== To be done ==
Copy word for word the part of the records that opens with their first line and closes with the line containing "x=303, y=165", including both of those lines.

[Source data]
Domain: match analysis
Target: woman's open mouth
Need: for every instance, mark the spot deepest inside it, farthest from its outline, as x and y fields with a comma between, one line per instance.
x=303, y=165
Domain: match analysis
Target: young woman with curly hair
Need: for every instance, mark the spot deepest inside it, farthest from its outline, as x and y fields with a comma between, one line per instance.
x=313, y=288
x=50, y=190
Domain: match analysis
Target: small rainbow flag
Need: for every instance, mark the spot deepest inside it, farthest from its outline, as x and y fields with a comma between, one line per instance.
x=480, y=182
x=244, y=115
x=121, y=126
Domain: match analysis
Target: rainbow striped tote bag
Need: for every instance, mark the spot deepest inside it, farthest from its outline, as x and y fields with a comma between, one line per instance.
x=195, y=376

== Correct answer ==
Domain: match analysis
Target: woman's open mouth
Need: for every instance, mark the spot deepest inside it, farthest from its outline, as x and y fields with a comma between, one line per instance.
x=303, y=165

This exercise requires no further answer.